Required action: Can you continue the personal account of miscarriage and a best friend's pregnancy, picking up right after its last sentence?

Extract:

◆ ◆ ◆ ◆

I couldn’t cry. I couldn’t blink or breathe or think either. But I couldn’t cry.

For the third time in five years, my body decided I had an infection. My hostile uterus ejected the foreign object with exacting precision. No infection here.

But it wasn’t an infection. It was… what was it? Not a baby. A mere clump of cells multiplying at breakneck speed. That’s all.

A week or so later, I met my best friend Ally* for dinner in a little restaurant at the mall. I thought of telling her, but couldn’t find the words. She ordered a ginger ale. I looked at her quizzically as the waitress walked away. She began to talk about an upcoming trip with her husband and how much she is looking forward to it because, “it will be a while until we can travel again.” She beamed. Radiant.

I squealed and hugged and asked all the obligatory best friend questions. When did you find out? What was your reaction? I bet Husband is psyched! How far along? When is the due date? Have you told your families? Let me know as soon as you pick the nursery colors so I can start knitting! When are you telling everyone else? I can’t wait to plan the shower!

An hour later, I hugged her in the parking lot as tightly as I could. As I watched Ally walk to her car, I remember thinking, “She is my best friend. This is what she has always wanted. I am incredibly happy for her.”

Driving home, all I could think of was that stupid pink box and those stupid pink lines and my stupid, stupid, stupid uterus.

I still couldn’t cry.

Over the next few months, eight other friends and acquaintances announced their pregnancies. Some were into their first trimester. Others barely knew for a week or two. I grew frustrated at the optimism of these two-week women. Don’t they know how much can change? What can go wrong? How fleeting and fickle that little bunch of cells can be? Frustration turned to bitterness and resentment toward these blissfully ignorant women. As they shared their milestones — the first heartbeat, first ultrasound, first time they felt baby flutter or kick, I couldn’t help but compare what might have been with what was. I felt like a kid who didn’t know the secret password to get into the treehouse, hearing her friends giggle from above. I felt left out.

As Ally’s pregnancy progressed, she was exhausted but confident. Ally was one of those mothers-to-be that carried the baby high with a little basketball tummy. For the first time in our friendship, I hesitated to hug her. The hesitation was not from jealousy or hurt. She just suddenly seemed so fragile to me, the little life inside so precious. I gingerly touched her belly when she asked if I wanted to feel the baby kick. I was afraid the heat of my hand might hurt her or the baby. When I felt the baby move, fear mixed with wonder and I tried to comprehend that her body was creating – was almost done creating — a new life.

◆ ◆ ◆ ◆

Material provided:
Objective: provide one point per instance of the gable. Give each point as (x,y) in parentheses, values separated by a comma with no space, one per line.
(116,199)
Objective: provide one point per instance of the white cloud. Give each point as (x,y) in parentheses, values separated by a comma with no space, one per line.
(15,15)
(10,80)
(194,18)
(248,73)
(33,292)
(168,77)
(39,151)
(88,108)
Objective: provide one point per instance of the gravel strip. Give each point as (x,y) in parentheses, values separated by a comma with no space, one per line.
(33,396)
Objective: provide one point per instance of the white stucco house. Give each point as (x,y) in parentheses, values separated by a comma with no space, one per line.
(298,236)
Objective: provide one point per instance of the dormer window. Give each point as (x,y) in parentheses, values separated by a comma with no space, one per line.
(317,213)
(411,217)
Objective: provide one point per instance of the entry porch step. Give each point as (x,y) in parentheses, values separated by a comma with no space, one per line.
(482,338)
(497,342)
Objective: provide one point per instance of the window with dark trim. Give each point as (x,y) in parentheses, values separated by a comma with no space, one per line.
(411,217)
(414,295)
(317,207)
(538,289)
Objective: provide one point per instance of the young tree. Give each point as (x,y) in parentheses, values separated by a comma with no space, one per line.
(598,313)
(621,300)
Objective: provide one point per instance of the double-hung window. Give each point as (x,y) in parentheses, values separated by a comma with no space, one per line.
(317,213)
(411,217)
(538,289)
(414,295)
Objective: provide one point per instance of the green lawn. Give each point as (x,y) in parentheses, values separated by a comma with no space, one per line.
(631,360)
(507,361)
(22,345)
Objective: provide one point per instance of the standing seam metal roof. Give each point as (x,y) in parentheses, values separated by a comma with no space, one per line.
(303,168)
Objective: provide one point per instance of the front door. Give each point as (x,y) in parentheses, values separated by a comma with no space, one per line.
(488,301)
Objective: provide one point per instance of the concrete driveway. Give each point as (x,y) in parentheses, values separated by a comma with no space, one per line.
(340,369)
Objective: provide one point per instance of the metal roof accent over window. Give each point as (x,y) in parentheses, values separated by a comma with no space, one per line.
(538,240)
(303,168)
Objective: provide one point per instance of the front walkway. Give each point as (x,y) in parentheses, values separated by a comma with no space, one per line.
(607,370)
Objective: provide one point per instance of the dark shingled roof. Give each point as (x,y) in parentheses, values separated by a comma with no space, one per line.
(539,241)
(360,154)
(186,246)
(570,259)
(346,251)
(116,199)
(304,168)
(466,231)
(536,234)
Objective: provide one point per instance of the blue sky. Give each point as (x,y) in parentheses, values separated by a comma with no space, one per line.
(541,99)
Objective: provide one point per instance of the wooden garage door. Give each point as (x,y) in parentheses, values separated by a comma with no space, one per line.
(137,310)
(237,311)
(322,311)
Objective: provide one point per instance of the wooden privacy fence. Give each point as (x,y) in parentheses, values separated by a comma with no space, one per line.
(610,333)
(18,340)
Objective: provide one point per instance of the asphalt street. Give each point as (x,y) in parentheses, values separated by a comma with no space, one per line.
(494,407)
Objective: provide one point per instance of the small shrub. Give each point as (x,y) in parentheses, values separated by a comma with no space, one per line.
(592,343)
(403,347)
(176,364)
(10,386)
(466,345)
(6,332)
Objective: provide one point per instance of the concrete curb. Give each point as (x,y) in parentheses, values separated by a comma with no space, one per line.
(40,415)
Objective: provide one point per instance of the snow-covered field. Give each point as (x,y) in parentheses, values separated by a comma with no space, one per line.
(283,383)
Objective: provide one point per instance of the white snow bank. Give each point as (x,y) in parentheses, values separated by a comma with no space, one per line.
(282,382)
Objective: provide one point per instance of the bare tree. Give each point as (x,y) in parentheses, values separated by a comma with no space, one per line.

◆ ◆ ◆ ◆

Response area:
I vacillated between my resentment of other mothers-to-be and my complete adoration and acceptance of Ally’s pregnancy. I was bothered by the irrational dichotomy, baffled as I put my friends into ‘bad’ or ‘good’ categories. I worried that it was a sign my medication needed to be adjusted and that I was again making erratic connections that had no bearing on reality.

When I went to visit Ally three days after she had the baby, I held him while she went upstairs to freshen up. I stared at my new little friend, counting eyelashes and looking at his fingernails. I heard her on the stairs and asked, “Do you just sit and stare at him?”

“No,” she laughed. “I think we’re still working on the bonding thing.”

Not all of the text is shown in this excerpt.